Extracted data
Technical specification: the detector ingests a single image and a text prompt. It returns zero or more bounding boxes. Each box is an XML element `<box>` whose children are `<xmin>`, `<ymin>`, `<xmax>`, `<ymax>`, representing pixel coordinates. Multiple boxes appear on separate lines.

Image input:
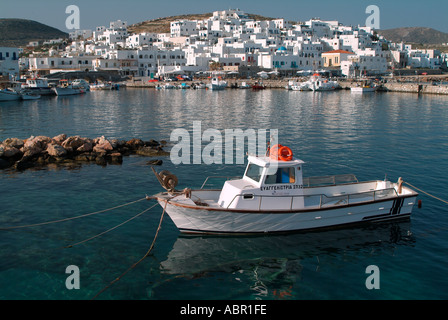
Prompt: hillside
<box><xmin>128</xmin><ymin>13</ymin><xmax>275</xmax><ymax>33</ymax></box>
<box><xmin>378</xmin><ymin>27</ymin><xmax>448</xmax><ymax>45</ymax></box>
<box><xmin>0</xmin><ymin>19</ymin><xmax>68</xmax><ymax>47</ymax></box>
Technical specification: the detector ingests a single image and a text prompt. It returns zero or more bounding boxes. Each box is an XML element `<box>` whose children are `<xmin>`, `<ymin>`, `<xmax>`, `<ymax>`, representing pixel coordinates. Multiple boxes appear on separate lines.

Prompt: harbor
<box><xmin>0</xmin><ymin>87</ymin><xmax>448</xmax><ymax>300</ymax></box>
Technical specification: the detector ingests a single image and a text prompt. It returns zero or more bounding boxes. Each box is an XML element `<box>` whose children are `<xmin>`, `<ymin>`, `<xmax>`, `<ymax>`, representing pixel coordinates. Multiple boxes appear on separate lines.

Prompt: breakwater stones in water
<box><xmin>0</xmin><ymin>134</ymin><xmax>169</xmax><ymax>170</ymax></box>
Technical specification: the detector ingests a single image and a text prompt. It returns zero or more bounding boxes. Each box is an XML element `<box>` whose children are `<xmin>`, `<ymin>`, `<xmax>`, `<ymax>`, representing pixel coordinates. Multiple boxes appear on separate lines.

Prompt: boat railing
<box><xmin>303</xmin><ymin>174</ymin><xmax>359</xmax><ymax>187</ymax></box>
<box><xmin>201</xmin><ymin>176</ymin><xmax>241</xmax><ymax>190</ymax></box>
<box><xmin>227</xmin><ymin>188</ymin><xmax>398</xmax><ymax>211</ymax></box>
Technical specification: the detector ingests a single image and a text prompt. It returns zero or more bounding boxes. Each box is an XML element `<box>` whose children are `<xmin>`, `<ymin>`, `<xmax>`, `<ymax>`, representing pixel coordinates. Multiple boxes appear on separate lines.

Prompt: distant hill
<box><xmin>128</xmin><ymin>13</ymin><xmax>276</xmax><ymax>33</ymax></box>
<box><xmin>0</xmin><ymin>19</ymin><xmax>68</xmax><ymax>47</ymax></box>
<box><xmin>377</xmin><ymin>27</ymin><xmax>448</xmax><ymax>45</ymax></box>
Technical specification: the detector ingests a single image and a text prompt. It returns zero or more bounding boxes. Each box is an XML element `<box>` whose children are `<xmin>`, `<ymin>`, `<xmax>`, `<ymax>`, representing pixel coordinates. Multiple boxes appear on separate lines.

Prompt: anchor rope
<box><xmin>403</xmin><ymin>181</ymin><xmax>448</xmax><ymax>204</ymax></box>
<box><xmin>92</xmin><ymin>196</ymin><xmax>170</xmax><ymax>300</ymax></box>
<box><xmin>0</xmin><ymin>196</ymin><xmax>150</xmax><ymax>230</ymax></box>
<box><xmin>64</xmin><ymin>203</ymin><xmax>158</xmax><ymax>248</ymax></box>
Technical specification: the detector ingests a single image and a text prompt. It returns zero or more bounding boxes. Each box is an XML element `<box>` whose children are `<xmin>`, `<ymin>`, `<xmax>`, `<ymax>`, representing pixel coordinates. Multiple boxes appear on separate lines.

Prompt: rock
<box><xmin>0</xmin><ymin>158</ymin><xmax>11</xmax><ymax>169</ymax></box>
<box><xmin>53</xmin><ymin>133</ymin><xmax>67</xmax><ymax>145</ymax></box>
<box><xmin>109</xmin><ymin>152</ymin><xmax>123</xmax><ymax>164</ymax></box>
<box><xmin>22</xmin><ymin>136</ymin><xmax>52</xmax><ymax>151</ymax></box>
<box><xmin>61</xmin><ymin>136</ymin><xmax>86</xmax><ymax>150</ymax></box>
<box><xmin>135</xmin><ymin>147</ymin><xmax>170</xmax><ymax>157</ymax></box>
<box><xmin>47</xmin><ymin>144</ymin><xmax>67</xmax><ymax>157</ymax></box>
<box><xmin>145</xmin><ymin>139</ymin><xmax>160</xmax><ymax>147</ymax></box>
<box><xmin>126</xmin><ymin>138</ymin><xmax>145</xmax><ymax>149</ymax></box>
<box><xmin>146</xmin><ymin>160</ymin><xmax>163</xmax><ymax>166</ymax></box>
<box><xmin>22</xmin><ymin>145</ymin><xmax>42</xmax><ymax>159</ymax></box>
<box><xmin>76</xmin><ymin>141</ymin><xmax>93</xmax><ymax>152</ymax></box>
<box><xmin>2</xmin><ymin>146</ymin><xmax>22</xmax><ymax>158</ymax></box>
<box><xmin>94</xmin><ymin>136</ymin><xmax>114</xmax><ymax>151</ymax></box>
<box><xmin>2</xmin><ymin>138</ymin><xmax>25</xmax><ymax>149</ymax></box>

Set problem
Can you convert all of the material above into a JSON list of strings, with one string per line, blank lines dropped, and the pictures left out?

Written solution
[
  "Technical specification: the detector ingests a single image and a text prompt. It returns zero or more bounding boxes. Each box is an XML element `<box>` whose children are `<xmin>`, `<ymin>`, `<xmax>`, `<ymax>`, representing pixel coordinates. Multiple boxes appear on separate lines.",
  "Image input:",
  "Prompt: hillside",
  "<box><xmin>128</xmin><ymin>13</ymin><xmax>275</xmax><ymax>33</ymax></box>",
  "<box><xmin>378</xmin><ymin>27</ymin><xmax>448</xmax><ymax>45</ymax></box>",
  "<box><xmin>0</xmin><ymin>19</ymin><xmax>68</xmax><ymax>47</ymax></box>",
  "Technical specification: the detector ingests a single image and a text prompt. It returns zero or more bounding boxes. Each box is an XML element `<box>` whose children are `<xmin>`, `<ymin>`, `<xmax>`, `<ymax>`, representing pixel coordinates. Multiple boxes appear on separate lines.",
  "Prompt: harbor",
  "<box><xmin>0</xmin><ymin>87</ymin><xmax>448</xmax><ymax>300</ymax></box>",
  "Technical specification: the detector ingests a single image and a text prompt. It returns zero or more bounding boxes. Each box is an XML element `<box>` whose children are `<xmin>`, `<ymin>`, `<xmax>`, `<ymax>`, representing pixel coordinates. Multiple boxes appear on separate lines.",
  "Prompt: breakwater stones in water",
  "<box><xmin>0</xmin><ymin>134</ymin><xmax>169</xmax><ymax>170</ymax></box>",
  "Technical specification: the detector ingests a single image and a text prompt. It returns zero or more bounding boxes. Each box is an XML element `<box>` whose children are `<xmin>`, `<ymin>`, `<xmax>`, `<ymax>`, representing pixel coordinates. Multiple boxes appear on separate lines.",
  "Prompt: boat railing",
  "<box><xmin>303</xmin><ymin>174</ymin><xmax>359</xmax><ymax>187</ymax></box>",
  "<box><xmin>201</xmin><ymin>176</ymin><xmax>241</xmax><ymax>190</ymax></box>",
  "<box><xmin>227</xmin><ymin>188</ymin><xmax>398</xmax><ymax>211</ymax></box>",
  "Technical specification: the detector ingests a single image and a text prompt. It returns zero or more bounding boxes. Each box is an XML element `<box>` whose children are `<xmin>`, `<ymin>`, `<xmax>`, `<ymax>`, representing pixel coordinates. Multiple boxes appear on separate lines.",
  "Prompt: distant hill",
  "<box><xmin>128</xmin><ymin>13</ymin><xmax>276</xmax><ymax>33</ymax></box>",
  "<box><xmin>0</xmin><ymin>19</ymin><xmax>68</xmax><ymax>47</ymax></box>",
  "<box><xmin>377</xmin><ymin>27</ymin><xmax>448</xmax><ymax>45</ymax></box>",
  "Technical specification: the detector ingests a single image and a text prompt. It returns zero or more bounding boxes. Each box is an XML element `<box>` whose children are `<xmin>`, `<ymin>`, `<xmax>`, `<ymax>`, representing pixel coordinates. Multiple boxes appear on separate lines.",
  "Prompt: anchor rope",
  "<box><xmin>403</xmin><ymin>181</ymin><xmax>448</xmax><ymax>204</ymax></box>",
  "<box><xmin>92</xmin><ymin>196</ymin><xmax>170</xmax><ymax>300</ymax></box>",
  "<box><xmin>0</xmin><ymin>196</ymin><xmax>150</xmax><ymax>230</ymax></box>",
  "<box><xmin>64</xmin><ymin>203</ymin><xmax>158</xmax><ymax>248</ymax></box>",
  "Technical specification: the detector ingests a single image and a text prompt. It returns zero or more bounding boxes. Each box is an XML element `<box>` whose children are `<xmin>`, `<ymin>`, `<xmax>`, `<ymax>`, representing pixel coordinates. Multiple boxes appear on separate lines.",
  "Prompt: rock",
  "<box><xmin>0</xmin><ymin>158</ymin><xmax>11</xmax><ymax>169</ymax></box>",
  "<box><xmin>53</xmin><ymin>133</ymin><xmax>67</xmax><ymax>145</ymax></box>",
  "<box><xmin>109</xmin><ymin>152</ymin><xmax>123</xmax><ymax>164</ymax></box>",
  "<box><xmin>22</xmin><ymin>136</ymin><xmax>52</xmax><ymax>151</ymax></box>",
  "<box><xmin>61</xmin><ymin>136</ymin><xmax>86</xmax><ymax>150</ymax></box>",
  "<box><xmin>135</xmin><ymin>147</ymin><xmax>170</xmax><ymax>157</ymax></box>",
  "<box><xmin>47</xmin><ymin>144</ymin><xmax>67</xmax><ymax>157</ymax></box>",
  "<box><xmin>145</xmin><ymin>139</ymin><xmax>160</xmax><ymax>147</ymax></box>",
  "<box><xmin>126</xmin><ymin>138</ymin><xmax>145</xmax><ymax>149</ymax></box>",
  "<box><xmin>146</xmin><ymin>160</ymin><xmax>163</xmax><ymax>166</ymax></box>",
  "<box><xmin>22</xmin><ymin>145</ymin><xmax>42</xmax><ymax>159</ymax></box>",
  "<box><xmin>76</xmin><ymin>141</ymin><xmax>93</xmax><ymax>152</ymax></box>",
  "<box><xmin>2</xmin><ymin>146</ymin><xmax>22</xmax><ymax>158</ymax></box>",
  "<box><xmin>94</xmin><ymin>136</ymin><xmax>114</xmax><ymax>151</ymax></box>",
  "<box><xmin>2</xmin><ymin>138</ymin><xmax>25</xmax><ymax>149</ymax></box>"
]